## What you should do
Your task is to copy the listing exactly, with the pictures left out.

## The records

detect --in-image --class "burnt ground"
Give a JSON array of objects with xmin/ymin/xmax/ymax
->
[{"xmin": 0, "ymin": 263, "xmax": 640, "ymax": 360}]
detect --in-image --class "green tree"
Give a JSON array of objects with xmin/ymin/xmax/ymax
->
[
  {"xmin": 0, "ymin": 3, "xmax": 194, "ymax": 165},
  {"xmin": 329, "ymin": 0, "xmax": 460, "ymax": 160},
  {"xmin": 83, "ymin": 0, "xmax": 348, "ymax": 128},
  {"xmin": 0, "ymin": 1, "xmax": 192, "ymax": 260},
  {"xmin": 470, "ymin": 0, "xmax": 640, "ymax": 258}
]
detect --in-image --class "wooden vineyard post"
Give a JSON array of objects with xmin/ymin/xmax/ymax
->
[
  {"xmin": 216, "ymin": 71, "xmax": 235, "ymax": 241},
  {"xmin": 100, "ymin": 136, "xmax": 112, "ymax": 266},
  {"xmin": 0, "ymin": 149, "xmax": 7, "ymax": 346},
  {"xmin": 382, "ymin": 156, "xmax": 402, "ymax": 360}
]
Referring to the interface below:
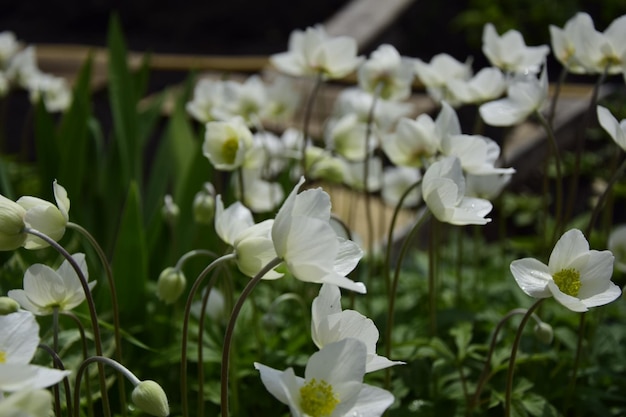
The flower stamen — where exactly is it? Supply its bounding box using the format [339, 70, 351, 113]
[552, 268, 581, 297]
[300, 378, 339, 417]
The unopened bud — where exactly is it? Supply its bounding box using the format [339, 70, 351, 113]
[193, 182, 215, 225]
[0, 297, 20, 316]
[131, 380, 170, 417]
[534, 321, 554, 345]
[157, 267, 187, 304]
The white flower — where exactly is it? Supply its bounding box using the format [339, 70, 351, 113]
[0, 310, 70, 390]
[448, 67, 506, 104]
[311, 284, 404, 372]
[422, 156, 492, 225]
[511, 229, 621, 312]
[550, 12, 602, 74]
[415, 53, 472, 102]
[381, 167, 422, 207]
[483, 23, 550, 74]
[16, 180, 70, 249]
[608, 224, 626, 272]
[479, 66, 548, 126]
[272, 178, 366, 293]
[185, 78, 224, 123]
[8, 253, 96, 315]
[270, 25, 362, 79]
[597, 106, 626, 151]
[202, 118, 253, 171]
[358, 44, 413, 100]
[215, 195, 282, 279]
[254, 339, 393, 417]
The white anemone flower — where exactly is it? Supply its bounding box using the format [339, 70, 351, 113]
[311, 284, 404, 372]
[478, 65, 548, 126]
[511, 229, 621, 312]
[254, 339, 393, 417]
[550, 12, 602, 74]
[415, 53, 472, 104]
[202, 118, 253, 171]
[16, 180, 70, 249]
[0, 310, 70, 393]
[483, 23, 550, 74]
[7, 253, 96, 316]
[270, 25, 362, 79]
[215, 195, 282, 279]
[272, 178, 366, 294]
[358, 44, 413, 100]
[597, 106, 626, 151]
[185, 78, 224, 123]
[448, 67, 506, 104]
[422, 156, 492, 225]
[608, 224, 626, 272]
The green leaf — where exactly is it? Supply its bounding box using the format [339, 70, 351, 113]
[112, 182, 148, 323]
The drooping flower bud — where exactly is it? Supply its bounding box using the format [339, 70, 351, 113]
[157, 267, 187, 304]
[131, 380, 170, 417]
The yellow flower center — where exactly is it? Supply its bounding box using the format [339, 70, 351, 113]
[552, 269, 580, 297]
[300, 378, 339, 417]
[222, 137, 239, 164]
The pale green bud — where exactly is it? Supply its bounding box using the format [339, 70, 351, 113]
[193, 183, 215, 225]
[0, 195, 27, 251]
[157, 267, 187, 304]
[534, 321, 554, 345]
[131, 380, 170, 417]
[0, 297, 20, 316]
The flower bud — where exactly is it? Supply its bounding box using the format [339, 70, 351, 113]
[0, 297, 20, 316]
[157, 267, 187, 304]
[193, 183, 215, 225]
[0, 195, 27, 251]
[534, 321, 554, 345]
[131, 380, 170, 417]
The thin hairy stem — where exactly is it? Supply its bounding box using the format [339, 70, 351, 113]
[504, 298, 545, 417]
[220, 258, 282, 417]
[25, 227, 111, 417]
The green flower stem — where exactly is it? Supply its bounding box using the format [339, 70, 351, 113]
[74, 355, 141, 417]
[585, 154, 626, 237]
[37, 344, 72, 417]
[563, 312, 587, 415]
[61, 311, 93, 417]
[565, 64, 609, 223]
[504, 298, 545, 417]
[536, 112, 564, 242]
[300, 72, 324, 178]
[67, 222, 128, 417]
[385, 206, 431, 389]
[220, 258, 283, 417]
[24, 227, 111, 417]
[180, 251, 235, 417]
[467, 308, 542, 415]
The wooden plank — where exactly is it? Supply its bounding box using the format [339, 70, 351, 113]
[324, 0, 415, 50]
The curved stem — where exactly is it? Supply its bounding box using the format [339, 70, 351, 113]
[67, 222, 127, 416]
[220, 258, 282, 417]
[385, 211, 431, 389]
[300, 72, 324, 178]
[24, 227, 111, 417]
[468, 308, 542, 414]
[38, 344, 72, 417]
[180, 253, 235, 417]
[74, 355, 141, 417]
[536, 112, 564, 243]
[504, 298, 545, 417]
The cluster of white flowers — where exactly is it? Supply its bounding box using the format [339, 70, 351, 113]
[0, 31, 72, 112]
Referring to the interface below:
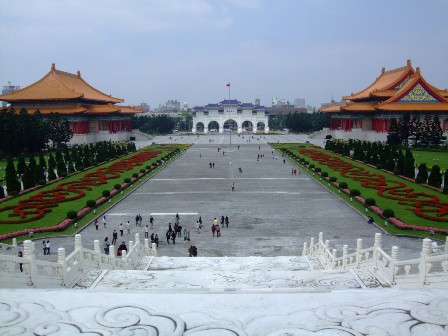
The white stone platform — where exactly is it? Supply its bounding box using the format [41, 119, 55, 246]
[0, 257, 448, 336]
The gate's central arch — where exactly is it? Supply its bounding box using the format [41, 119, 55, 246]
[192, 99, 269, 134]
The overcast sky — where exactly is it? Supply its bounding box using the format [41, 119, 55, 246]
[0, 0, 448, 107]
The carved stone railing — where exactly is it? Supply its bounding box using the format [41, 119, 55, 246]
[0, 233, 157, 288]
[302, 232, 448, 286]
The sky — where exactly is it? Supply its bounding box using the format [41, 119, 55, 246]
[0, 0, 448, 108]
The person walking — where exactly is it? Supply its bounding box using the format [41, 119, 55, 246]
[103, 237, 110, 255]
[112, 230, 118, 245]
[45, 240, 50, 255]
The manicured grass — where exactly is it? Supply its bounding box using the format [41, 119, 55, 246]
[274, 144, 448, 235]
[0, 145, 186, 237]
[412, 150, 448, 171]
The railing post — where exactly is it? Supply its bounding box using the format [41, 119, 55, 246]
[75, 233, 84, 270]
[342, 245, 348, 269]
[389, 246, 399, 285]
[23, 240, 36, 287]
[93, 239, 101, 268]
[331, 249, 338, 269]
[418, 238, 431, 286]
[356, 238, 362, 268]
[58, 247, 67, 287]
[373, 233, 381, 269]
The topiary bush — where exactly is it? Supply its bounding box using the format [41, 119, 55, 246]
[339, 182, 348, 189]
[350, 189, 361, 197]
[67, 210, 78, 219]
[383, 209, 395, 218]
[365, 198, 376, 206]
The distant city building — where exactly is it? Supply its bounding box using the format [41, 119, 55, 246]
[294, 98, 306, 108]
[2, 82, 20, 107]
[192, 99, 269, 134]
[272, 97, 289, 107]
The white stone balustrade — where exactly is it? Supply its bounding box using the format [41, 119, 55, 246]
[302, 233, 448, 287]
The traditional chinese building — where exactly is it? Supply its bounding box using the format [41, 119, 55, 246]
[193, 99, 269, 133]
[0, 64, 142, 144]
[321, 60, 448, 141]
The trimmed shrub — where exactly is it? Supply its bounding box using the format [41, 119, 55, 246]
[365, 198, 376, 206]
[350, 189, 361, 197]
[67, 210, 78, 219]
[383, 209, 395, 218]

## Problem solution
detect --in-image --class "burnt ground"
Give a JSON array of objects with xmin/ymin/xmax/ymax
->
[{"xmin": 0, "ymin": 263, "xmax": 640, "ymax": 360}]
detect --in-image --class "green tree"
Give a JSON array of objects with xmin/ymin/xmax/ymax
->
[
  {"xmin": 0, "ymin": 3, "xmax": 194, "ymax": 165},
  {"xmin": 329, "ymin": 0, "xmax": 460, "ymax": 160},
  {"xmin": 83, "ymin": 0, "xmax": 348, "ymax": 128},
  {"xmin": 0, "ymin": 1, "xmax": 192, "ymax": 260},
  {"xmin": 470, "ymin": 0, "xmax": 640, "ymax": 258}
]
detect --in-image --class "wooden vineyard post"
Give a JSON array of objects with xmin/ymin/xmax/ymax
->
[
  {"xmin": 216, "ymin": 71, "xmax": 235, "ymax": 241},
  {"xmin": 100, "ymin": 136, "xmax": 112, "ymax": 266},
  {"xmin": 0, "ymin": 149, "xmax": 7, "ymax": 346},
  {"xmin": 382, "ymin": 156, "xmax": 402, "ymax": 360}
]
Referring to the interface below:
The flower stamen — where exactly is it? Supply its bounding box using the format [339, 70, 351, 113]
[552, 268, 581, 297]
[300, 378, 339, 417]
The unopened bud — where exactly is it? Supply its bounding box using the format [339, 70, 351, 113]
[193, 182, 215, 225]
[0, 297, 20, 316]
[131, 380, 170, 417]
[534, 321, 554, 345]
[157, 267, 187, 304]
The white flower — where exactly is it? Supply its bounding box using the format [339, 70, 351, 113]
[0, 310, 70, 390]
[448, 67, 506, 104]
[311, 284, 404, 372]
[422, 156, 492, 225]
[511, 229, 621, 312]
[550, 12, 602, 74]
[415, 53, 472, 102]
[381, 167, 422, 207]
[483, 23, 550, 74]
[16, 180, 70, 249]
[608, 224, 626, 272]
[479, 66, 548, 126]
[272, 178, 366, 293]
[185, 78, 224, 123]
[8, 253, 96, 315]
[270, 25, 362, 79]
[597, 106, 626, 151]
[202, 118, 253, 171]
[358, 44, 413, 100]
[215, 195, 282, 279]
[254, 339, 393, 417]
The white anemone flower — where exactly is it? Supply its bounding box using the format [339, 70, 351, 113]
[311, 284, 404, 372]
[478, 65, 548, 126]
[511, 229, 621, 312]
[254, 339, 393, 417]
[550, 12, 602, 74]
[415, 53, 472, 104]
[202, 118, 253, 171]
[16, 180, 70, 249]
[0, 310, 70, 393]
[483, 23, 550, 74]
[7, 253, 96, 316]
[270, 25, 362, 79]
[215, 195, 282, 279]
[272, 178, 366, 294]
[358, 44, 413, 100]
[597, 106, 626, 151]
[185, 78, 224, 123]
[448, 67, 506, 104]
[422, 156, 492, 225]
[608, 224, 626, 272]
The green leaf — where exactly is it? Supply its bounding box using the format [339, 70, 351, 113]
[112, 182, 148, 323]
The drooping flower bud — where exactly is it? Supply its bounding box using the format [339, 70, 351, 113]
[157, 267, 187, 304]
[131, 380, 170, 417]
The yellow flower center — where exactly is it? Supply its bounding box using the format [339, 70, 351, 113]
[552, 269, 580, 297]
[300, 378, 339, 417]
[222, 137, 239, 164]
The pale green bud — where exactly is it? Supply its bounding box using the format [339, 70, 351, 113]
[193, 183, 215, 225]
[0, 195, 27, 251]
[157, 267, 187, 304]
[534, 321, 554, 345]
[131, 380, 170, 417]
[0, 297, 20, 316]
The flower bud — where exactly is it? Supply its bounding box using the format [339, 70, 351, 113]
[0, 297, 20, 316]
[157, 267, 187, 304]
[193, 183, 215, 225]
[0, 195, 27, 251]
[534, 321, 554, 345]
[131, 380, 170, 417]
The thin hairy stem — where exactly is it? Supply its bounding box using the format [339, 70, 351, 113]
[504, 298, 545, 417]
[220, 258, 282, 417]
[25, 227, 111, 417]
The green flower stem — where exactly is it? Supply its bounding box using the format [339, 70, 351, 113]
[74, 355, 141, 417]
[585, 154, 626, 237]
[37, 344, 72, 417]
[563, 312, 587, 415]
[61, 311, 93, 417]
[565, 64, 609, 223]
[504, 298, 545, 417]
[536, 112, 564, 242]
[300, 72, 324, 178]
[67, 222, 128, 417]
[385, 206, 431, 389]
[220, 258, 283, 417]
[24, 227, 111, 417]
[180, 251, 235, 417]
[467, 308, 542, 415]
The wooden plank — where exactly is it? Supply its bounding box using the format [339, 70, 351, 113]
[324, 0, 415, 50]
The curved stem — where exactly is it? Supply its bounding box using the format [339, 70, 351, 113]
[67, 222, 127, 416]
[220, 258, 282, 417]
[385, 211, 431, 389]
[300, 72, 324, 178]
[24, 227, 111, 417]
[468, 308, 542, 414]
[38, 344, 72, 417]
[180, 253, 235, 417]
[74, 355, 141, 417]
[536, 112, 564, 243]
[504, 298, 545, 417]
The cluster of white flowers — where exactly is it? Supply its bounding box using the format [339, 70, 351, 113]
[0, 31, 72, 112]
Referring to the interface below:
The white stone platform — where exactly is it? Supply its bounding box using the format [41, 119, 55, 246]
[0, 257, 448, 336]
The gate's central arch — where exactly is it? Supply its bounding box using the format [41, 119, 55, 246]
[192, 99, 269, 134]
The overcast sky — where exactly is it? Supply its bounding box using the format [41, 119, 55, 246]
[0, 0, 448, 107]
The carved stone railing — where exactly is it? Supply its bounding box using the format [41, 119, 55, 246]
[0, 233, 157, 288]
[302, 232, 448, 286]
The sky — where exactly is it? Supply its bounding box using the format [41, 119, 55, 246]
[0, 0, 448, 108]
The person walking — where exactly is it? Supply its bounding box using the format [41, 119, 55, 246]
[103, 237, 110, 255]
[112, 230, 118, 245]
[45, 240, 50, 255]
The manicured grass — where exactly is it? Supply its bounding box using the format [41, 119, 55, 246]
[274, 144, 448, 235]
[0, 145, 186, 237]
[412, 150, 448, 171]
The railing post — where exactly is it? Supply its bounding box using the format [41, 119, 55, 246]
[75, 233, 84, 270]
[342, 245, 348, 269]
[389, 246, 399, 285]
[23, 240, 36, 287]
[93, 239, 101, 268]
[331, 249, 338, 269]
[418, 238, 431, 286]
[356, 238, 362, 268]
[58, 247, 67, 287]
[373, 233, 381, 269]
The topiary bush — where exactly is it? Supply its bounding box using the format [41, 119, 55, 246]
[339, 182, 348, 189]
[350, 189, 361, 197]
[67, 210, 78, 219]
[383, 209, 395, 218]
[365, 198, 376, 206]
The distant city building — where exactly is it? Supply its bounding box using the format [41, 119, 55, 246]
[294, 98, 306, 108]
[2, 82, 20, 107]
[192, 99, 269, 134]
[272, 97, 289, 107]
The white stone balustrade — where exactly is it? Supply its bounding box using the format [41, 119, 55, 246]
[302, 233, 448, 287]
The traditional chinese building — where exactly is it? Supply its bounding box using the format [41, 119, 55, 246]
[193, 99, 269, 133]
[0, 64, 142, 144]
[321, 60, 448, 141]
The trimmed shrub — where exactly is it? Supply its bounding box using the format [41, 119, 55, 246]
[365, 198, 376, 206]
[350, 189, 361, 197]
[67, 210, 78, 219]
[383, 209, 395, 218]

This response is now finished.